Natural-language object grounding data
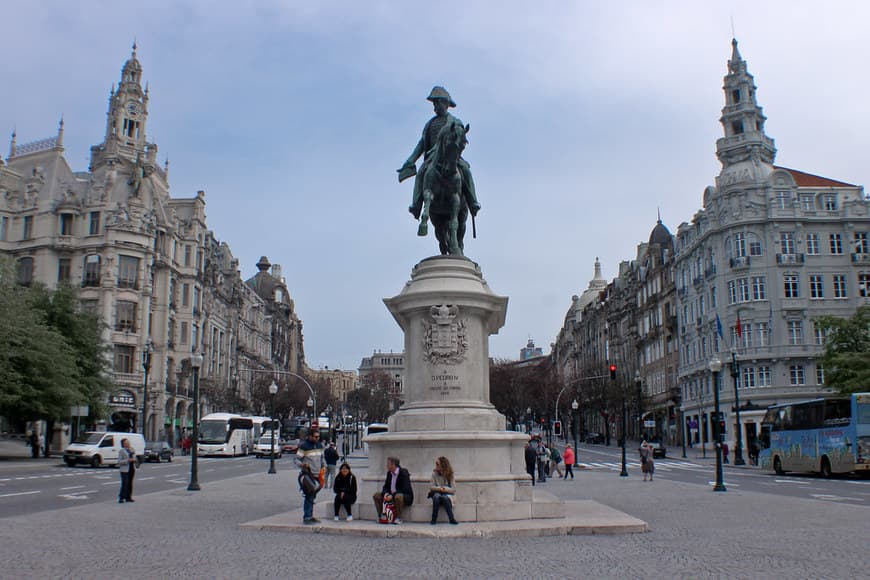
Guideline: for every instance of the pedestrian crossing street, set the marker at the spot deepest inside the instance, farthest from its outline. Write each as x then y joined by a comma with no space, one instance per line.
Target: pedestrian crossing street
661,465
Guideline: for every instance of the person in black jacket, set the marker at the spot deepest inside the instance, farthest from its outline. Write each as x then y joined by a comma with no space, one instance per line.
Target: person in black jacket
345,491
531,457
397,488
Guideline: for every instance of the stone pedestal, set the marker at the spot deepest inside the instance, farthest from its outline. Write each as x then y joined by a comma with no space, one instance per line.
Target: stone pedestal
447,312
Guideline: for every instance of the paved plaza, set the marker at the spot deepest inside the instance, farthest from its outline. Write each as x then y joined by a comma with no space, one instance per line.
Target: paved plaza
693,533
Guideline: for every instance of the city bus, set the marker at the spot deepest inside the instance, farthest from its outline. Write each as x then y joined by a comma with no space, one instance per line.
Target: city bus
225,434
827,436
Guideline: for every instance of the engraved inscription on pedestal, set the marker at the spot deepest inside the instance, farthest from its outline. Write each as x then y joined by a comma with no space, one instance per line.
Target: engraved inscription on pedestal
444,340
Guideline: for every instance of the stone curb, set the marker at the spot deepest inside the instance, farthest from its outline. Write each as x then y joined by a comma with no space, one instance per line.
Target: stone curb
585,517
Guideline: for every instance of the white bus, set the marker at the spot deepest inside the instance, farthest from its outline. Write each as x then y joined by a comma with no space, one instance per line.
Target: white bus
225,434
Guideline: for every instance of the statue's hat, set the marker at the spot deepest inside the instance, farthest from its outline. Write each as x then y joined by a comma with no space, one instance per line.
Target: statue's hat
440,93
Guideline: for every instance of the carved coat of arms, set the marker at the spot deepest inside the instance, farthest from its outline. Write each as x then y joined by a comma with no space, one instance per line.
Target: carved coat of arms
444,340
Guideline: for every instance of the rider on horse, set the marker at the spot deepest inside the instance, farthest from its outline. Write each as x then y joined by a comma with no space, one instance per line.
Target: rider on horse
441,101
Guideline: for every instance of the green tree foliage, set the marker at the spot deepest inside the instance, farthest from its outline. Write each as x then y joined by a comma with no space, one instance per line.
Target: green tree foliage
51,356
847,351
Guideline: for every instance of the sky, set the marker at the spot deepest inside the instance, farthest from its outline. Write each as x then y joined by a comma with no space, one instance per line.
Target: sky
587,119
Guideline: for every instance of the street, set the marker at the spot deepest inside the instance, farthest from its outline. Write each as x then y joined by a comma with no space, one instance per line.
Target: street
754,530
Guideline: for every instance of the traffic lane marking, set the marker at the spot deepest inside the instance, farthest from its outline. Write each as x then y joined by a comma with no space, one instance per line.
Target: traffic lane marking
19,493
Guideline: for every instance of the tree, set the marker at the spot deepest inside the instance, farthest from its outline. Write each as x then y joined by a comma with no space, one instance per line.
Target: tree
51,356
847,351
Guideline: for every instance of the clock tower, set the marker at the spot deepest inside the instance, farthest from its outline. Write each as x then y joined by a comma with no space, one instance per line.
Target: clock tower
128,109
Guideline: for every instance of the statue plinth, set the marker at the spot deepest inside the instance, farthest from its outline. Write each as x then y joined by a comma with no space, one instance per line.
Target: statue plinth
447,312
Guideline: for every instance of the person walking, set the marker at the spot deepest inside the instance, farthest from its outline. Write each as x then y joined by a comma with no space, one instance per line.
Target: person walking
569,461
331,457
442,490
309,460
345,491
531,457
647,465
127,467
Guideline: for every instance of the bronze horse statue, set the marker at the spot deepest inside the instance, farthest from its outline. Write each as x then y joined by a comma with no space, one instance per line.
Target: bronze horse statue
443,202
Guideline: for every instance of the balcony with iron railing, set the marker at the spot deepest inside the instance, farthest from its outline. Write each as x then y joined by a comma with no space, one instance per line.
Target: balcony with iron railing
784,259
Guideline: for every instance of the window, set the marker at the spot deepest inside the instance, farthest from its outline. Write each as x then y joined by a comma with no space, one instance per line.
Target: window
817,286
739,245
64,268
813,244
839,286
27,230
91,274
820,333
24,268
790,285
125,316
128,272
66,224
786,242
123,358
758,292
94,227
795,331
796,375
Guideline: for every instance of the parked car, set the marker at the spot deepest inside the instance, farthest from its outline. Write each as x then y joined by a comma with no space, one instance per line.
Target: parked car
263,448
290,446
157,451
594,438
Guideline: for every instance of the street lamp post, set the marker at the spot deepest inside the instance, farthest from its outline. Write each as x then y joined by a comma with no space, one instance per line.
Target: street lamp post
574,407
273,390
624,472
735,372
195,363
716,366
638,384
146,365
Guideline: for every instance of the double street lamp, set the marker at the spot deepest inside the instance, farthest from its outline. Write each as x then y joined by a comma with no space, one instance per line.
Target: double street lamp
195,363
146,365
735,372
576,423
273,390
715,366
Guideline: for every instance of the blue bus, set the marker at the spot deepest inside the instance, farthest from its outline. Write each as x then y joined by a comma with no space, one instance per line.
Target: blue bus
827,436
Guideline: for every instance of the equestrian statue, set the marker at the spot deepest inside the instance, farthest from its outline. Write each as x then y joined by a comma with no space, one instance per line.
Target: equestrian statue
443,188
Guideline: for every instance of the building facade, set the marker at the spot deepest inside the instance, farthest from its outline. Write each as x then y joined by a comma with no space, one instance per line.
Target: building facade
147,264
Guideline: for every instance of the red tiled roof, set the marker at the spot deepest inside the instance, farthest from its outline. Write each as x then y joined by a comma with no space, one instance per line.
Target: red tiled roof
810,180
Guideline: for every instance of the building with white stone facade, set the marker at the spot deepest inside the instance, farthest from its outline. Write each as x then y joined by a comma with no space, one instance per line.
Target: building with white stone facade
147,264
772,249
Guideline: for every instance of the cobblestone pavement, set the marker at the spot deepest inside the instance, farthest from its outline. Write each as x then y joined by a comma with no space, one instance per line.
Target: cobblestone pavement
695,533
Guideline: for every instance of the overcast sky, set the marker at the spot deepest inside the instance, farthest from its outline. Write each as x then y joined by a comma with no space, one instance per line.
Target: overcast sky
586,119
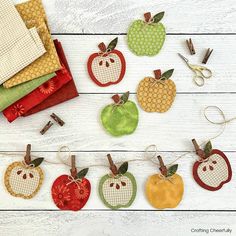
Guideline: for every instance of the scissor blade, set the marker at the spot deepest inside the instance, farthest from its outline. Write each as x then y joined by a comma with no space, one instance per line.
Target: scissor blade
184,58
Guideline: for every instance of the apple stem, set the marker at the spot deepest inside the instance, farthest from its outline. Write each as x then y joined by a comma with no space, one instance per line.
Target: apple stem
73,169
27,155
162,168
113,167
116,98
147,16
198,150
157,74
102,47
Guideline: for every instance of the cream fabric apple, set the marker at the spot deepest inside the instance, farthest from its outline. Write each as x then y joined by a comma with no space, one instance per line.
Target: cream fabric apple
213,169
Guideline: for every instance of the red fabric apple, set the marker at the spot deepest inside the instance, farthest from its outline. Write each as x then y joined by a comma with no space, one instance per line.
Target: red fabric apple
108,66
71,193
213,169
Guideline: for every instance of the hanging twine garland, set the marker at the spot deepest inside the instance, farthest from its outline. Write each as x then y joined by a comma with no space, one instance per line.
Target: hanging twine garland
150,149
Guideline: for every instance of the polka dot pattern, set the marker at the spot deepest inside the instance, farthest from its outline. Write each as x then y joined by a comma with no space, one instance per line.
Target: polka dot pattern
33,14
154,96
146,39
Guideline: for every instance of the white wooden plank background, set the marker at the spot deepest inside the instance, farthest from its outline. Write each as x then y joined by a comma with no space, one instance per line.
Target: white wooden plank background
80,26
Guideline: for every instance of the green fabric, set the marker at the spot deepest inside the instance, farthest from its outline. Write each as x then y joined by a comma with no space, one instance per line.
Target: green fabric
113,199
120,120
10,95
146,39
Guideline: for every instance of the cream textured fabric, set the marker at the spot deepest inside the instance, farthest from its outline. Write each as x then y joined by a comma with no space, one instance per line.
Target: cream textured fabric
33,14
19,46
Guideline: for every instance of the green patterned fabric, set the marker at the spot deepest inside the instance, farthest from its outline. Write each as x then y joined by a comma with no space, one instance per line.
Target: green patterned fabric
119,191
120,120
11,95
146,39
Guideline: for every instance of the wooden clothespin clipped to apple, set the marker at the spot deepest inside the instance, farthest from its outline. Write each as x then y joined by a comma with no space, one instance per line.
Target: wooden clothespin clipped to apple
213,168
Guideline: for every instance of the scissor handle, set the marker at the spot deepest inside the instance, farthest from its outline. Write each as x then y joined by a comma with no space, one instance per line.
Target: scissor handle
199,80
205,72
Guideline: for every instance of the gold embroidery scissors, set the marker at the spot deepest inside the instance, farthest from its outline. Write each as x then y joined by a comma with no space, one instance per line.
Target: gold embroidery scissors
201,72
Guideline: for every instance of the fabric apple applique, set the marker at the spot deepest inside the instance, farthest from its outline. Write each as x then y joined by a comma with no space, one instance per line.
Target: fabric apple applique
24,179
108,66
118,189
165,190
146,38
71,192
121,117
213,169
157,94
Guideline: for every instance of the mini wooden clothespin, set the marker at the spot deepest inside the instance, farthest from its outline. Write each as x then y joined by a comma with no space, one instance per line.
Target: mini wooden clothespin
73,169
57,119
113,167
190,46
207,55
27,157
46,127
162,168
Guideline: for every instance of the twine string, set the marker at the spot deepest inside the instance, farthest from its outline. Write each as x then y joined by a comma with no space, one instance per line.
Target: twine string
150,149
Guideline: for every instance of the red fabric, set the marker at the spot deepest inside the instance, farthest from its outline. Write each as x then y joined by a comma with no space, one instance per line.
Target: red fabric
67,92
34,98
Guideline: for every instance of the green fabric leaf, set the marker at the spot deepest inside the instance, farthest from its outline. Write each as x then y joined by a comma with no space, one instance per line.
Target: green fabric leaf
158,17
125,97
123,168
208,149
82,173
36,162
112,44
172,170
167,74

**WORK REQUEST:** The lines above from the one containing "Target: white bus" through the one containing "Guideline: for every instance of the green tree" are to be set down exactly, and no others.

**ANSWER TO THIS EXERCISE:**
Target: white bus
225,434
Guideline: for every instance of the statue's hat, set the marker at the spot deepest inside the instance, farthest from its outline. Write each as x then y joined by a comma with no space, one instance per line.
Target: statue's hat
440,93
Guideline: for every instance of the carved coat of arms, set the marker at the spot deepest inside the instance, farthest from its outline. Write each as x then y joined by a comma with no space, one instance per line.
Target: carved coat of arms
444,340
Guideline: for every instance of the rider on horse, set the marker at the spot deepest inside the instance, farthest from its outline. Write each as x then y joined by a comma with no space, one instance per line.
Target: rider on horse
441,101
Guideline: for every instance of the green tree foliage, set the marker at the spot deepest inside the instance, farthest from its outline. Write each as x then y joined by a comma with no space, one instance per line.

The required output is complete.